So wie der Körper sich langsam verabschiedet, wird das Denken sich selbst fremd. Und auch wenn das Wörtchen „Wahrheit“ nach wie vor zur Sprache kommt, darf man dieser alternden Stimme keinesfalls trauen: „Das Alter macht / erfinderisch im Täuschen und / Betrügen“. Die Tücken des Schreibens sind immer deutlicher zu fühlen, am Ende steht der schöne Schein einer gerundeten Lebensgeschichte, die mit den wirklichen Erlebnissen des alten Mannes nicht mehr viel zu tun hat. Dann lieber nur die „halbe Wahrheit” oder die Flucht in die Zweideutigkeit.

Eskapismus, ruft ihr mir zu,
vorwurfsvoll.
Was denn sonst, antworte ich,
bei diesem Sauwetter!

So schrieb es einst Hans Magnus Enzensberger seinem „Fliegenden Robert“ ins Stammbuch. Auch bei Günter Kunert gibt es eine Figur, die ihren Regenschirm aufspannt, um sich in die Lüfte zu erheben. Auf einer der beigefügten Zeichnungen ist dieser alte Mann dargestellt, glatzköpfig, eingehüllt in einen Mantel. Doch beim genauen Hinsehen scheint es ebenso möglich, dass der Mann fest auf der Erde steht. Es ist diese Offenheit, die Kunerts Gedichte davor bewahrt, in biedere Lehrhaftigkeit abzurutschen. Mit kleinen Volten und Paradoxien rückt er den Dingen auf den Leib. Seine melancholisch angehauchte Ironie sichtet die Formen und Bilder des Vergänglichen, manchmal auch in der Gestalt eines klaren Zynismus.
Wo dieses Changieren fehlt, droht die schnelle Pointe oder gar der Kalauer. Gegen Ende des Bandes hat Günter Kunert einige solcher Wortspiele versammelt. Ob es sich um das „Irrwana“ handelt oder um Formeln wie „verbleibe ich friedhöflich“ – hier wirkt der resignative Tonfall allzu direkt. Das ist ein wenig schade, gelingt es Kunert an anderen Stellen seiner freien Rhythmen doch, die Angst vor dem Vergessenwerden gleichsam erzählerisch zu bändigen. Der Glaube an ein Jenseits ist seinem poetischen Denken fremd. Trotzdem bleibt ein Fünkchen Hoffnung spürbar. Hoffnung, im Gedächtnis der Nachwelt weiterzuleben – und sei es nur als eine Spur Rauch, „zart / und unwiederbringlich“.

[Materialteil]:
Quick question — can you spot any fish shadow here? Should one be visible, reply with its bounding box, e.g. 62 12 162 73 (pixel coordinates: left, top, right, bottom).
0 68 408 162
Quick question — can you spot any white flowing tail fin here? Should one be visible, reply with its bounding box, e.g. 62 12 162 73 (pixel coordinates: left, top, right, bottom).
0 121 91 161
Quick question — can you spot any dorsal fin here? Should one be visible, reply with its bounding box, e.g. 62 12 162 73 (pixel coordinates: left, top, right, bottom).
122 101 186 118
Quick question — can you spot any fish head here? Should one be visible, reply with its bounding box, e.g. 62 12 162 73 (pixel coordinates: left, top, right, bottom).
==
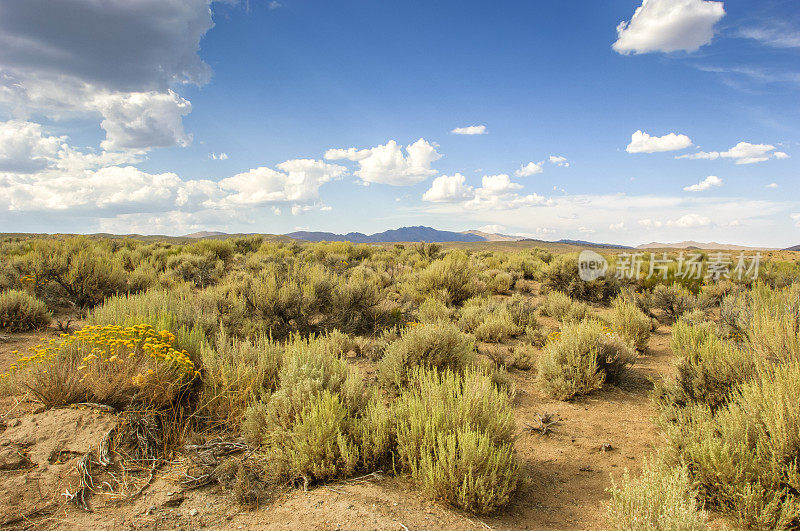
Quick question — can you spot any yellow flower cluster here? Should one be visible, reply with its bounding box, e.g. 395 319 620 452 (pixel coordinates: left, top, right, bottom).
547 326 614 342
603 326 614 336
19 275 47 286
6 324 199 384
--
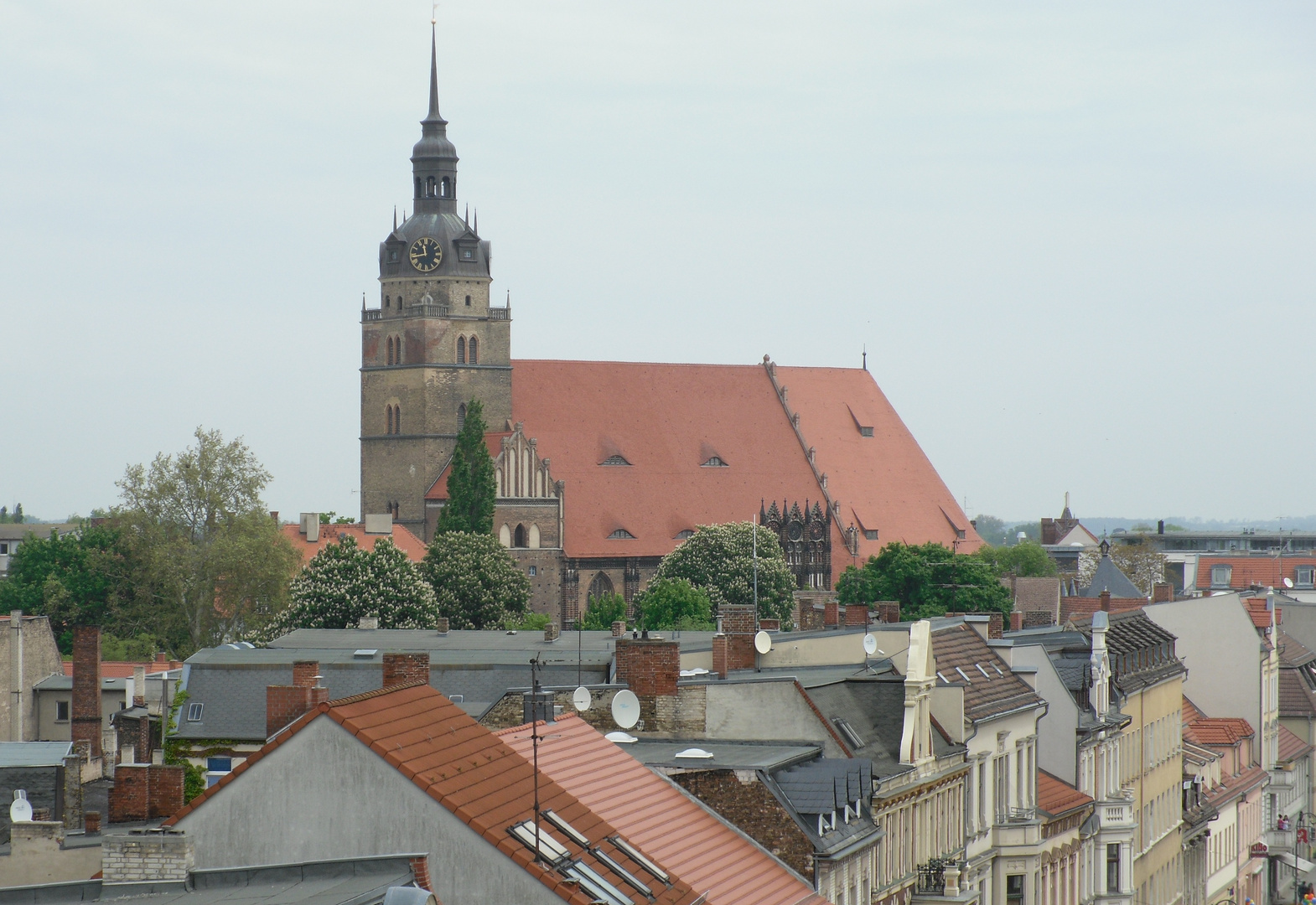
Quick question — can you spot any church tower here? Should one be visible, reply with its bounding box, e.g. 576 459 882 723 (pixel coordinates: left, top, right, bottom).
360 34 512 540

[Aufgaben]:
a) Übertragen Sie aus dem Textauszug über Günter Kunerts Gedichte wortgetreu den Abschnitt, der bei den Worten „Was denn sonst, antworte“ einsetzt und nach den Worten „eines klaren Zynismus.“ endet.
b) Was ist laut dem Textauszug über Günter Kunerts Gedichte seinem poetischen Denken fremd?
c) Fassen Sie den Textauszug über Günter Kunerts Gedichte in zwei Sätzen zusammen.

[Lösungen]:
a)
Was denn sonst, antworte ich,
bei diesem Sauwetter!

So schrieb es einst Hans Magnus Enzensberger seinem „Fliegenden Robert“ ins Stammbuch. Auch bei Günter Kunert gibt es eine Figur, die ihren Regenschirm aufspannt, um sich in die Lüfte zu erheben. Auf einer der beigefügten Zeichnungen ist dieser alte Mann dargestellt, glatzköpfig, eingehüllt in einen Mantel. Doch beim genauen Hinsehen scheint es ebenso möglich, dass der Mann fest auf der Erde steht. Es ist diese Offenheit, die Kunerts Gedichte davor bewahrt, in biedere Lehrhaftigkeit abzurutschen. Mit kleinen Volten und Paradoxien rückt er den Dingen auf den Leib. Seine melancholisch angehauchte Ironie sichtet die Formen und Bilder des Vergänglichen, manchmal auch in der Gestalt eines klaren Zynismus.

b) Der Glaube an ein Jenseits.

c) Günter Kunerts Gedichte lassen eine alternde Stimme sprechen, der man nicht trauen darf, und ihre Offenheit sowie ihre melancholisch angehauchte Ironie bewahren sie vor biederer Lehrhaftigkeit. Die gegen Ende des Bandes versammelten Wortspiele wirken dagegen allzu direkt resignativ, doch trotz fehlenden Jenseitsglaubens bleibt ein Fünkchen Hoffnung spürbar, im Gedächtnis der Nachwelt weiterzuleben.